- _Available data_:
================
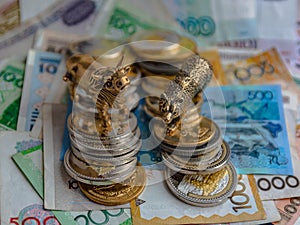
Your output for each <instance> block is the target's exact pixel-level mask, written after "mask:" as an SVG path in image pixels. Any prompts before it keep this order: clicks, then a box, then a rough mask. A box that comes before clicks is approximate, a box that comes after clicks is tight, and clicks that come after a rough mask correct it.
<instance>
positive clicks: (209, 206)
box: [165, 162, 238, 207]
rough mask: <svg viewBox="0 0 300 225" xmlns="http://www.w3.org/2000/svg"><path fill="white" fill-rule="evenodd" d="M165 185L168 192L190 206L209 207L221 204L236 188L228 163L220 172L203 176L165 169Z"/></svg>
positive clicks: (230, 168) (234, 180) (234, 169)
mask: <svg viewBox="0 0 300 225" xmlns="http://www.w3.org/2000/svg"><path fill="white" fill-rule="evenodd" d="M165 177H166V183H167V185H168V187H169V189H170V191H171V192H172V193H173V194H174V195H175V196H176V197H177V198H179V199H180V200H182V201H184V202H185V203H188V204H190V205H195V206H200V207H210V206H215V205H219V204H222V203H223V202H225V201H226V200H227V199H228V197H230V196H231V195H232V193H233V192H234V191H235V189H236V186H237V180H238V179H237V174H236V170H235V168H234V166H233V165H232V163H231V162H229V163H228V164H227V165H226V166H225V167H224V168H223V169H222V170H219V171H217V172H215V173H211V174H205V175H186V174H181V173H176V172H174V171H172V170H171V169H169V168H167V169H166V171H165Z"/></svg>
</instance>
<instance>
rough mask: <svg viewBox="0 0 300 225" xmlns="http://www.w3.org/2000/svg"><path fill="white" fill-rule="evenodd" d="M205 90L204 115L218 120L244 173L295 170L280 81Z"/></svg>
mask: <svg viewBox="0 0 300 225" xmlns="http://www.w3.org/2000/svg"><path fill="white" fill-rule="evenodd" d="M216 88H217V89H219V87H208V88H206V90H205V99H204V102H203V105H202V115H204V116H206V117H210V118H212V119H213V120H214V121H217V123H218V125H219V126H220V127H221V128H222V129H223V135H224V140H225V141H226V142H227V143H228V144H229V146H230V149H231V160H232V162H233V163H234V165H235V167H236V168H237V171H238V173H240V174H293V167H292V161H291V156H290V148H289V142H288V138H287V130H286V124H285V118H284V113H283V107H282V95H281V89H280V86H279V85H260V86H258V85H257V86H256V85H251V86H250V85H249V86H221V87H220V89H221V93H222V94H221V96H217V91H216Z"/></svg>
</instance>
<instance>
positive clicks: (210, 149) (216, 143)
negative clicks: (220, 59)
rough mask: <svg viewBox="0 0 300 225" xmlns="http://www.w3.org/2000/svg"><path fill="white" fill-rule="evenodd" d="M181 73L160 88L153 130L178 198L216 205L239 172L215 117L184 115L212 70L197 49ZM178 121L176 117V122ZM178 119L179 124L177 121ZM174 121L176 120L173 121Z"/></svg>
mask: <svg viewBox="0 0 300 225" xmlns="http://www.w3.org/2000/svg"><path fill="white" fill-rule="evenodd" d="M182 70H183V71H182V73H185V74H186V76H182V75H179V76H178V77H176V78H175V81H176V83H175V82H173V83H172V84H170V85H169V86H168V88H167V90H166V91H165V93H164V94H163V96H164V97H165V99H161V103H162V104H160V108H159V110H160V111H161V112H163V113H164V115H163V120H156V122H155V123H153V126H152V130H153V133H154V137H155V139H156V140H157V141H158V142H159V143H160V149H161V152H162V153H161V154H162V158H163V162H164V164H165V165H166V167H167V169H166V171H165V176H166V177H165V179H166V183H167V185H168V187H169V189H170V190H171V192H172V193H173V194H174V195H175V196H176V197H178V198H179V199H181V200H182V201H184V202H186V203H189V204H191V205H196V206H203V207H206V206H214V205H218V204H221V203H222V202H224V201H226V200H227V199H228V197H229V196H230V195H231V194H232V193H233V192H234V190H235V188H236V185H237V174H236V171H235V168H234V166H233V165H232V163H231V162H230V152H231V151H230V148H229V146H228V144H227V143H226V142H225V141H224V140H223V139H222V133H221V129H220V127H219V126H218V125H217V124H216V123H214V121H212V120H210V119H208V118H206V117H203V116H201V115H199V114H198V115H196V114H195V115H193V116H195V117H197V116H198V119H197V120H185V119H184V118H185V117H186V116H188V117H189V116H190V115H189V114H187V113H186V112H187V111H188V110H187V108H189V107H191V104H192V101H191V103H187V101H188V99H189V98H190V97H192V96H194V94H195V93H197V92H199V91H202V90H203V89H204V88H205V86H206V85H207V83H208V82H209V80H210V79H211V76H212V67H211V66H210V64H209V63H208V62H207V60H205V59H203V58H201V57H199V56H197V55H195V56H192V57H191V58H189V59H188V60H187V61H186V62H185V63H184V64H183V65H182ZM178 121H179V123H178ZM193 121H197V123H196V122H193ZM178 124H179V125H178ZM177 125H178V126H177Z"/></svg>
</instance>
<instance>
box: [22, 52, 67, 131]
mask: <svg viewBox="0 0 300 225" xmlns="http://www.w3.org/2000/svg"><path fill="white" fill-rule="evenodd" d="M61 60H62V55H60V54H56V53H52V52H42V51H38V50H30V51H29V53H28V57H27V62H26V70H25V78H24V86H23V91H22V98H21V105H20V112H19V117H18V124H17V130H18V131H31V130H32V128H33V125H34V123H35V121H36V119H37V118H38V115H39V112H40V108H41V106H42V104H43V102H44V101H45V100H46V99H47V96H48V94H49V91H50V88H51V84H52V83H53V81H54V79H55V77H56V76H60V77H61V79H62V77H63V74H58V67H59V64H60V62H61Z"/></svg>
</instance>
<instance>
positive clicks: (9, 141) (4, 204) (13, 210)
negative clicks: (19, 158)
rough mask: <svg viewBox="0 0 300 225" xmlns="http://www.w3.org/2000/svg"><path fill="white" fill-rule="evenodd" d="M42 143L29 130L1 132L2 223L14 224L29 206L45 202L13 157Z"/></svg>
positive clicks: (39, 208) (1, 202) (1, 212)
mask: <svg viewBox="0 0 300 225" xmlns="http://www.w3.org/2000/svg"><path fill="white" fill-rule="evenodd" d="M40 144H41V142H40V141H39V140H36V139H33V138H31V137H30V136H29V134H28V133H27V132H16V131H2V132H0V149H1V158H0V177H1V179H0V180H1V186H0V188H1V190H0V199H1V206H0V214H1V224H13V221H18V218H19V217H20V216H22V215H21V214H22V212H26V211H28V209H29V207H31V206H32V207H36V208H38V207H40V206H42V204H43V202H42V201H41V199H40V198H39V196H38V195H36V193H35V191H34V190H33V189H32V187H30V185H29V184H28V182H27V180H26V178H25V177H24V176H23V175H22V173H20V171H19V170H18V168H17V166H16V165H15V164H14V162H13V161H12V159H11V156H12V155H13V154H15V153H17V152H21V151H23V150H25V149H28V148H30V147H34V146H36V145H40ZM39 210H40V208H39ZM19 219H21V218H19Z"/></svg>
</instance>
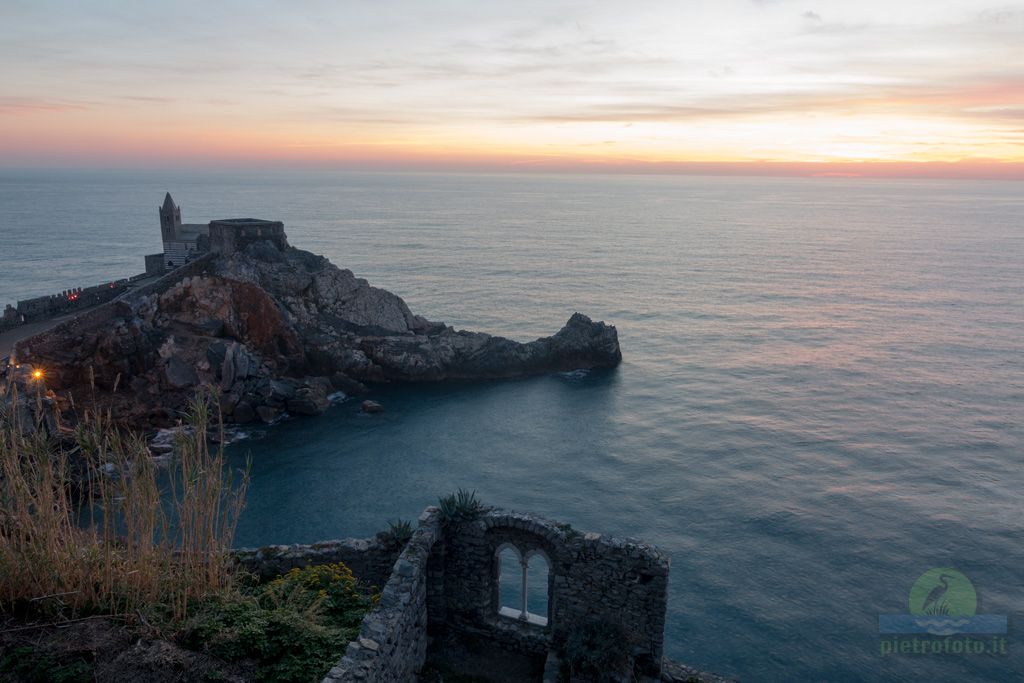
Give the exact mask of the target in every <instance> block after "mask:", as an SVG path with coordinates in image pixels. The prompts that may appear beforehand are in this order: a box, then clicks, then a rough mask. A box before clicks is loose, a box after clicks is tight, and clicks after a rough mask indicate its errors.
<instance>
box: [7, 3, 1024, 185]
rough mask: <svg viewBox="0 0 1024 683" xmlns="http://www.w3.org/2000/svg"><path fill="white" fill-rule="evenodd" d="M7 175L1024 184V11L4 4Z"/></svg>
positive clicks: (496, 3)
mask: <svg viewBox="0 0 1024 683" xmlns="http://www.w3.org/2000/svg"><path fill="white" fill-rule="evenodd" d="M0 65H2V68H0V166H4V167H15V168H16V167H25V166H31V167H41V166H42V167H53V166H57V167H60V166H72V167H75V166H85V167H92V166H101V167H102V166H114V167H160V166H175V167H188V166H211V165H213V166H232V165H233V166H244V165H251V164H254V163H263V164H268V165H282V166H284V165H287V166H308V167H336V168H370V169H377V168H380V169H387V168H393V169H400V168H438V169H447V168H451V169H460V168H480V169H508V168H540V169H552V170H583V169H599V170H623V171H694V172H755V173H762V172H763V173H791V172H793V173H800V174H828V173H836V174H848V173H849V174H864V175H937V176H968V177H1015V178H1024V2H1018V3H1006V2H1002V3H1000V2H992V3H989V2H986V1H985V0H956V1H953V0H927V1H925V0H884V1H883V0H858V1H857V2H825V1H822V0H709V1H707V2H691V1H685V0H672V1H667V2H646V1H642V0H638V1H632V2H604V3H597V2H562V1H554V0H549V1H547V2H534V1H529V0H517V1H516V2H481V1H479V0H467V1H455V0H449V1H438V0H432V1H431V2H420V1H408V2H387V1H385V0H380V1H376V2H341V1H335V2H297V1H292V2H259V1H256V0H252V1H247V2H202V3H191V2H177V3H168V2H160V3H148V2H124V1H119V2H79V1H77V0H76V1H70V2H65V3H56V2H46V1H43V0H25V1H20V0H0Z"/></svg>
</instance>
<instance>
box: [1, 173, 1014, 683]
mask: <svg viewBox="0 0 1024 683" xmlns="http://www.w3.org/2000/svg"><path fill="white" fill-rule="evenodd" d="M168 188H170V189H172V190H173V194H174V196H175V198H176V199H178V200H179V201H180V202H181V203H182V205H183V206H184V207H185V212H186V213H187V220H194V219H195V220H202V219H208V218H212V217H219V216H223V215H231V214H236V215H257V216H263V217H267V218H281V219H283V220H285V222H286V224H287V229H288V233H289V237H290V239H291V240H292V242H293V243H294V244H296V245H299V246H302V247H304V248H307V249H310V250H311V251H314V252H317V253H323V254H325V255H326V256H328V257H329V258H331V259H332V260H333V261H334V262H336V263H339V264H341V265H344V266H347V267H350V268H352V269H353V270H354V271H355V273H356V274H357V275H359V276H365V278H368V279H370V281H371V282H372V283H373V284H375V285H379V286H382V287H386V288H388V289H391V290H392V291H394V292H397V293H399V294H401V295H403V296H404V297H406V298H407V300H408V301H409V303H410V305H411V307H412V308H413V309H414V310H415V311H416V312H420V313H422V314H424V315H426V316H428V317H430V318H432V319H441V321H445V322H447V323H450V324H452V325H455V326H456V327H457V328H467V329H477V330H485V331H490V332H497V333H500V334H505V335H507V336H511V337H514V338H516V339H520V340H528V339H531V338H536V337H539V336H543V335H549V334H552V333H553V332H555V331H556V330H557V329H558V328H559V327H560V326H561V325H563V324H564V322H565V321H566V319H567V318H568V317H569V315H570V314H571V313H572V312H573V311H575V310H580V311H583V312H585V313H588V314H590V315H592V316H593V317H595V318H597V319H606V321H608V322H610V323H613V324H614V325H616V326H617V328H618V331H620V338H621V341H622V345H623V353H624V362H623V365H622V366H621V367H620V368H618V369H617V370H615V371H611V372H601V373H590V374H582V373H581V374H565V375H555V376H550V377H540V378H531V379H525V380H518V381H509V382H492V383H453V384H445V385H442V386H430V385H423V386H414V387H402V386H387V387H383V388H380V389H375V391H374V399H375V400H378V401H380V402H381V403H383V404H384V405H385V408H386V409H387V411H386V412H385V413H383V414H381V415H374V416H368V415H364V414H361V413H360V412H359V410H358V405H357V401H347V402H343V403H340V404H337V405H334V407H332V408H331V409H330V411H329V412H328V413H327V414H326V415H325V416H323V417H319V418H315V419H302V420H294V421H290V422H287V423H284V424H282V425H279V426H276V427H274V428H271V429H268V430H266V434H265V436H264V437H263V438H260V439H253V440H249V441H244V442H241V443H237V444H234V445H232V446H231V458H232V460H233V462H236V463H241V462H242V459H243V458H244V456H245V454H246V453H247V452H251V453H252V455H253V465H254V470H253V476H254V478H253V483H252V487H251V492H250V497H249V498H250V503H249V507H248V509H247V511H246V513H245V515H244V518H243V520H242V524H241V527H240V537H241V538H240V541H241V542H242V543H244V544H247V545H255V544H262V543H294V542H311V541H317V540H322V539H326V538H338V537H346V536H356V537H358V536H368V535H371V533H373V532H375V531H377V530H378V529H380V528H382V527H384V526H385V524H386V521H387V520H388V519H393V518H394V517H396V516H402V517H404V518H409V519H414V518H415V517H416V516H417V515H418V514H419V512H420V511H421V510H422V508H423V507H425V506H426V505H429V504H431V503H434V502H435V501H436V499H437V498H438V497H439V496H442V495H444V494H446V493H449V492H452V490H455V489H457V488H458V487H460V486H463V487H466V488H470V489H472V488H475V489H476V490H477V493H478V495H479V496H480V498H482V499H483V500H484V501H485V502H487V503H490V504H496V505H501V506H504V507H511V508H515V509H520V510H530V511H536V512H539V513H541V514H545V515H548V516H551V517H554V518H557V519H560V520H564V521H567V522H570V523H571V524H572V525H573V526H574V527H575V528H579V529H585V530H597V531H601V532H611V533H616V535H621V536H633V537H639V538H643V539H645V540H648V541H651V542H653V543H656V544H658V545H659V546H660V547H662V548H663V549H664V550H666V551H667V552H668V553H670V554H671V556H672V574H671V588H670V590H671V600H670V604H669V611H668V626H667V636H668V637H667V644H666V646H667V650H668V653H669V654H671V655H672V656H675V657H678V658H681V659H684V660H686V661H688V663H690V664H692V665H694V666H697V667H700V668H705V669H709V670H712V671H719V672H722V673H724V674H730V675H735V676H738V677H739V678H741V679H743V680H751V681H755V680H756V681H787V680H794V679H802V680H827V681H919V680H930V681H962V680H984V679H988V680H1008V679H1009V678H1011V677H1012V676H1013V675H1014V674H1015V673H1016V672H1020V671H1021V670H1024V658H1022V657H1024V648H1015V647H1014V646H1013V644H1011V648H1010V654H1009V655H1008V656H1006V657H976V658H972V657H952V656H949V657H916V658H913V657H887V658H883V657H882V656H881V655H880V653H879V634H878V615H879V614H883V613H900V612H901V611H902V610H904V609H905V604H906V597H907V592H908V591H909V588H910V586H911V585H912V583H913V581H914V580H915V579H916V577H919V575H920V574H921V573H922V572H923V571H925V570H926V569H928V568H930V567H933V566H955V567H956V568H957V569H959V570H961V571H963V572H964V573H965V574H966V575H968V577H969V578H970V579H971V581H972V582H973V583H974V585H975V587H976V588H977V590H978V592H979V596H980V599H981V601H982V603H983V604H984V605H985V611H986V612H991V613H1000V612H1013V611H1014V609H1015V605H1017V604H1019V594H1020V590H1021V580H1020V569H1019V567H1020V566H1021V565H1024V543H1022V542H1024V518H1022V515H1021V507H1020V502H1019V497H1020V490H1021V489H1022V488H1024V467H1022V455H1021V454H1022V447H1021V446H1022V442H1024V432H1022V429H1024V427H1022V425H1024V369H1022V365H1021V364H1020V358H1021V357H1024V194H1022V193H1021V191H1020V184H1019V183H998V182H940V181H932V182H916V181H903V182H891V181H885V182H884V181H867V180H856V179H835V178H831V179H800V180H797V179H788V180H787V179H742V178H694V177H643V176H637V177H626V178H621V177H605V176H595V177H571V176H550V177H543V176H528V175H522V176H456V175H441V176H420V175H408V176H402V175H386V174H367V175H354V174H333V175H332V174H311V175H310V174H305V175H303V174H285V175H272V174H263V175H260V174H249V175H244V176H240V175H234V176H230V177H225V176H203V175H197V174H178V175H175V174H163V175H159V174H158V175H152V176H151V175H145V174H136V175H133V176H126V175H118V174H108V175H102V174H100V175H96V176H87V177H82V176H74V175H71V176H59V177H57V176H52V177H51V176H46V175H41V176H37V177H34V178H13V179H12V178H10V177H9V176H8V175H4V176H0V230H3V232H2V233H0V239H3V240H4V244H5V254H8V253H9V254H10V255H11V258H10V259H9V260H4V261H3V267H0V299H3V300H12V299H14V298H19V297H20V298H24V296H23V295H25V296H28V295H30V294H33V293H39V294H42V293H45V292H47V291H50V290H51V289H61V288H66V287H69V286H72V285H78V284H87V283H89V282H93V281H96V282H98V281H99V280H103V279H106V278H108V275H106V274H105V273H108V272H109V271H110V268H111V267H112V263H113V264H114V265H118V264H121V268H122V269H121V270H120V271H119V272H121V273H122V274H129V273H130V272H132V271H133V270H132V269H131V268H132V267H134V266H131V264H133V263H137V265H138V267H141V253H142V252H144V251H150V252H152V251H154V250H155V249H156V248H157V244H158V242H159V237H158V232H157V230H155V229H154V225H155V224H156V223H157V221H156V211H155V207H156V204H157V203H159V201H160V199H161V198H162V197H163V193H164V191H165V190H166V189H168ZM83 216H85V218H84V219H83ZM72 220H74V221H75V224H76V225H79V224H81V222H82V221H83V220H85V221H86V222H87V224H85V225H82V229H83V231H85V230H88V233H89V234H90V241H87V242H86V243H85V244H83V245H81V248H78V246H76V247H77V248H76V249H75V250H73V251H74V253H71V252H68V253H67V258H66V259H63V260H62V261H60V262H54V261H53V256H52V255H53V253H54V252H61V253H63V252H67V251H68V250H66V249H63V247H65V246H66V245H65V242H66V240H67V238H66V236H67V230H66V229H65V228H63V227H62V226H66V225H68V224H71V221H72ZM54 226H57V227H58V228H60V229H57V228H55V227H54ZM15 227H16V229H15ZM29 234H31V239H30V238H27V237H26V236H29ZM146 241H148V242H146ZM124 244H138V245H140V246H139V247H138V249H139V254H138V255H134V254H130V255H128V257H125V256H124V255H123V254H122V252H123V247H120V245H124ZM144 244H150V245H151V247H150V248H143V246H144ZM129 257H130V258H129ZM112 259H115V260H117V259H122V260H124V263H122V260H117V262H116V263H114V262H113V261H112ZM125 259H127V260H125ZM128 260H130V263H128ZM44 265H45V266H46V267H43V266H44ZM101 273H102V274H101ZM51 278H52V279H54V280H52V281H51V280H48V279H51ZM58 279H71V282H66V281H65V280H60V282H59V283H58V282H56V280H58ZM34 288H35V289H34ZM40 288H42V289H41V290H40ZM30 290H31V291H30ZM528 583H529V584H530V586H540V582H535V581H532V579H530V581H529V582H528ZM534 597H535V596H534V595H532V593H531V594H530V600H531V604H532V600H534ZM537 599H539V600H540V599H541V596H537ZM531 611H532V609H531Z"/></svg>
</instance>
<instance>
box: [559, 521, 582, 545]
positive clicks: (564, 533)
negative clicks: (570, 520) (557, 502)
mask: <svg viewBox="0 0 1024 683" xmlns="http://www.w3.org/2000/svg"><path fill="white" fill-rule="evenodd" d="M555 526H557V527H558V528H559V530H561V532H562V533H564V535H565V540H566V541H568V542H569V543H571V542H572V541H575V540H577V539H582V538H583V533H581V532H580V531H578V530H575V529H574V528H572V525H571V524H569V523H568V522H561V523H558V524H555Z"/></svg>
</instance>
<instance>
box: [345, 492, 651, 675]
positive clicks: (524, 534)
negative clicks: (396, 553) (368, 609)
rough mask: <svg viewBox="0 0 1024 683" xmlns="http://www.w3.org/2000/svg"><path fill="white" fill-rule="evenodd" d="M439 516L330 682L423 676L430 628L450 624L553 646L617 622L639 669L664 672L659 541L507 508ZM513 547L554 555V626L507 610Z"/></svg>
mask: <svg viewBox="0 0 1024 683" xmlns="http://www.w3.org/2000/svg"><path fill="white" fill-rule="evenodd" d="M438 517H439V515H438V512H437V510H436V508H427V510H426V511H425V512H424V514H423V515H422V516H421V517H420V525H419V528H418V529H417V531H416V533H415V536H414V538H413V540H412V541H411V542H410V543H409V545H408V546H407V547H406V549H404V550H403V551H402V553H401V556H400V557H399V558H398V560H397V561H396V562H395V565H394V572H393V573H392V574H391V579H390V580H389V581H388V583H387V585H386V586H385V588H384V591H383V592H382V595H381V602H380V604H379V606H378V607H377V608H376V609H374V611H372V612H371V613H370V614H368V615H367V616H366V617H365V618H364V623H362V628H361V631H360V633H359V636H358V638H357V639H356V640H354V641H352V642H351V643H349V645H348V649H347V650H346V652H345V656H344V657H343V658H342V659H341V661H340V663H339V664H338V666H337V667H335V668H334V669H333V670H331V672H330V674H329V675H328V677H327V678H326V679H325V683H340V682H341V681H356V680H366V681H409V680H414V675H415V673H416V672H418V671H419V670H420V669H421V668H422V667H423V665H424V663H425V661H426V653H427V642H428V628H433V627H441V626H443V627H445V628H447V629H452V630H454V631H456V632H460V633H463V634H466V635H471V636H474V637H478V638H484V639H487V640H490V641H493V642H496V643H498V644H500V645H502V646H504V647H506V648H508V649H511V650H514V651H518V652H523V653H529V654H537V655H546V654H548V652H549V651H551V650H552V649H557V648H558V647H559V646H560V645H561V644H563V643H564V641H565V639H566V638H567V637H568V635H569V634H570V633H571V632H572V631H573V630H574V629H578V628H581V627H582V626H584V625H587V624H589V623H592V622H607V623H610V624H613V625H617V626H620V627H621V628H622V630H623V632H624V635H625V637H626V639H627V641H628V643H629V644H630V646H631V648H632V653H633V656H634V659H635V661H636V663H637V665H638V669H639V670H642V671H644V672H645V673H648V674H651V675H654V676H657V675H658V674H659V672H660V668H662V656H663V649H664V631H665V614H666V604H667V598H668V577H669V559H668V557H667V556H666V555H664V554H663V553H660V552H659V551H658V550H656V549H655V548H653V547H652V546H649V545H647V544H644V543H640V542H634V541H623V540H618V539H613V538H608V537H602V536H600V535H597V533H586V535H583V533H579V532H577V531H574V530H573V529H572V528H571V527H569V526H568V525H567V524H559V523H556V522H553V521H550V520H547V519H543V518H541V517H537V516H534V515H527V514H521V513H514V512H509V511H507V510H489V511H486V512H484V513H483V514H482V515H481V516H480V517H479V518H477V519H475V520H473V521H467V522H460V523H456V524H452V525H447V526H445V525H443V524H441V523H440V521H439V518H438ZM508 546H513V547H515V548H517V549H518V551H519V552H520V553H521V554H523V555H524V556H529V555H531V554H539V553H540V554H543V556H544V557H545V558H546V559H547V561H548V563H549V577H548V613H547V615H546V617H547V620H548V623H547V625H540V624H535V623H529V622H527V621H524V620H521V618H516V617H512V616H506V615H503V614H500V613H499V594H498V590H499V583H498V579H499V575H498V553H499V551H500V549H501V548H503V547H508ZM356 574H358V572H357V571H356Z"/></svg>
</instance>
================
- _Exercise aim_:
List every line of the records above that contains the word "negative", copying each line in full.

- _Answer area_:
negative clicks: (220, 59)
negative clicks: (19, 158)
negative clicks: (570, 520) (557, 502)
negative clicks: (396, 553) (368, 609)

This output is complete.